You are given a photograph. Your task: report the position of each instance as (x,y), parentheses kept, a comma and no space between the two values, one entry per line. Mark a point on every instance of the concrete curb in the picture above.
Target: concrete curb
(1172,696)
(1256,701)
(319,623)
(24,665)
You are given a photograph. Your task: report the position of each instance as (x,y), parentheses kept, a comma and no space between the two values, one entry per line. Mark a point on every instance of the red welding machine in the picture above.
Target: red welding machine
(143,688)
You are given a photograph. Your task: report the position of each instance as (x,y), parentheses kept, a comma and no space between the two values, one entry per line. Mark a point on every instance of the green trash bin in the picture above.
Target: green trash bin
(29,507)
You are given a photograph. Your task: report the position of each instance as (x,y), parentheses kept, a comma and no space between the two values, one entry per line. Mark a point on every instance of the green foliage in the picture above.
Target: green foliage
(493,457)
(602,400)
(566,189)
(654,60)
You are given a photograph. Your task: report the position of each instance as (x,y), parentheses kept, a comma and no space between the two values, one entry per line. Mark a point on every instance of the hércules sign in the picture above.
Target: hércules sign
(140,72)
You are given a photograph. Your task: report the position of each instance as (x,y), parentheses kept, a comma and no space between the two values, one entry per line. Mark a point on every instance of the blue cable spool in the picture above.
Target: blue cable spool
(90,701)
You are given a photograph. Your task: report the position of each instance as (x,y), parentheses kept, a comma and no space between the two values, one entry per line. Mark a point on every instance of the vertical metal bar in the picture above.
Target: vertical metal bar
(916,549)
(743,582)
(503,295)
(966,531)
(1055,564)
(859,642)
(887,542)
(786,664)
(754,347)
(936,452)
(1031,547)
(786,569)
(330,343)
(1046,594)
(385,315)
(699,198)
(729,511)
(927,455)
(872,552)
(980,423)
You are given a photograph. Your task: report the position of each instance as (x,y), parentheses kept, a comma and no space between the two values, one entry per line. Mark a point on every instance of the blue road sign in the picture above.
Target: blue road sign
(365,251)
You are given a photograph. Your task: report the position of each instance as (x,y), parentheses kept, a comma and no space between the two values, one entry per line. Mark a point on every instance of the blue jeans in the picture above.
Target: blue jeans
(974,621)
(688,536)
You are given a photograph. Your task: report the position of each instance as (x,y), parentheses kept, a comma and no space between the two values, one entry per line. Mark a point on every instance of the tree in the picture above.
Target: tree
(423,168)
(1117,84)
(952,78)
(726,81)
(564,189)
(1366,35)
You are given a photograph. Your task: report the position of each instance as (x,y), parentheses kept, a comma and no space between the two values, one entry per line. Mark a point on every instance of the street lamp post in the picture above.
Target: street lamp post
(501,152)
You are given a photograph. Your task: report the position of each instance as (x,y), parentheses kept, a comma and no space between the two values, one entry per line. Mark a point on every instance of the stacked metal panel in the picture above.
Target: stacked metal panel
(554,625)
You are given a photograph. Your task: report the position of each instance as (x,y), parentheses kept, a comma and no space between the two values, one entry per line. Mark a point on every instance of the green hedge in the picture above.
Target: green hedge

==*==

### What the task requires
Could you convert every line of the items above into a JSON list of strings, one string per line, with blank lines left out?

### Response to the task
[
  "You are given a photograph. Your task: report the position of each instance as (x,y), parentheses kept, a comma and no space between the two values, one entry per line. Mark a point on every instance of the concrete curb in the picture above.",
  "Target: concrete curb",
  "(1172,696)",
  "(1256,701)",
  "(319,623)",
  "(24,665)",
  "You are given a photograph. Your task: report the position of each instance as (x,y), parentheses kept, a comma and no space between the two values, one entry per line. Mark a point on every instance of the red welding machine in the picture above.",
  "Target: red welding machine",
  "(143,688)",
  "You are given a photograph. Your task: report the position of each instance as (x,y), parentheses kept, a comma and no space between the two values, one entry per line. Mark a point on every instance of the green trash bin in the picture above.",
  "Target: green trash bin",
  "(29,507)",
  "You are given a photograph. Your task: report the position of each instance as (x,y), parentheses kept, a comma and no space between the two values, one entry per line. Mark a point on every instance of the green foliage in the picture above.",
  "Target: green foliage",
  "(493,457)",
  "(602,400)",
  "(566,189)",
  "(654,60)",
  "You are given a photograph. Your task: report the position of each instance as (x,y), parentheses kept, a comma and no space between the two values, one entry per line. Mark a point on every instance of the hércules sign in the picture above.",
  "Target: hércules sign",
  "(140,72)",
  "You are given a photograph. Your task: report the position of each instance as (x,y), parentheses kept, a comma and no space between the two values, one entry per line. Mark a point on every instance of the blue cable spool in the picture above.",
  "Target: blue cable spool",
  "(90,701)",
  "You are given a photograph. Your task: report the position of each instance as (x,y), parentheses kept, a comma and no space between the two values, one entry per line. Mark a point on every instance of the vertical metal bar in the picture above.",
  "Target: vertical metal bar",
  "(916,549)",
  "(743,582)",
  "(503,295)",
  "(966,531)",
  "(1055,564)",
  "(859,642)",
  "(887,542)",
  "(786,664)",
  "(754,347)",
  "(936,452)",
  "(1031,547)",
  "(786,569)",
  "(330,343)",
  "(1046,594)",
  "(385,315)",
  "(699,198)",
  "(729,511)",
  "(927,455)",
  "(872,552)",
  "(980,423)",
  "You are given a photograph. Your task: report the position of each instance as (x,y), parentheses kept, a comma and no space between the two values, one entry per line. Mark a point on every instance of the blue road sign in the picture above.",
  "Target: blue road sign",
  "(365,251)",
  "You are given a photograph. Your task: report the position of each instance as (x,y), parentheses kept, a comma and no space between the two values, one entry per line. Mark a point on every instance of the blue jeans in the picture above.",
  "Target: blue jeans",
  "(974,621)",
  "(688,536)",
  "You are given a photograph. Your task: report the position of each instance as (x,y), parentheses kept, a comma and no space between the two values, one entry per line. Mark a point on every instance of the tree in the picture above.",
  "Target: tree",
  "(423,168)",
  "(1117,84)",
  "(952,78)",
  "(726,81)",
  "(564,189)",
  "(1366,35)",
  "You are given a photograph. Your task: report the position of each instance as (x,y), parentheses kept, a comma and no space between the two values, one entry per line. Mark a point on every instance of the street lamp post in the picture above.",
  "Target: street lamp post",
  "(501,152)",
  "You are given a photograph. Your task: report the position of each instance as (x,y), parentheses kept, a comma and no space between the two values, one entry per line. Mark a point on every instance of the stacked metal panel in the picture above.",
  "Target: stacked metal panel",
  "(554,625)",
  "You are given a photograph. Your task: report the position of each instance as (x,y), parentheses kept, a comma and no space between the two values, one entry per line. Mark a point on every instance of the green hedge in the picture above.",
  "Target: green hedge"
]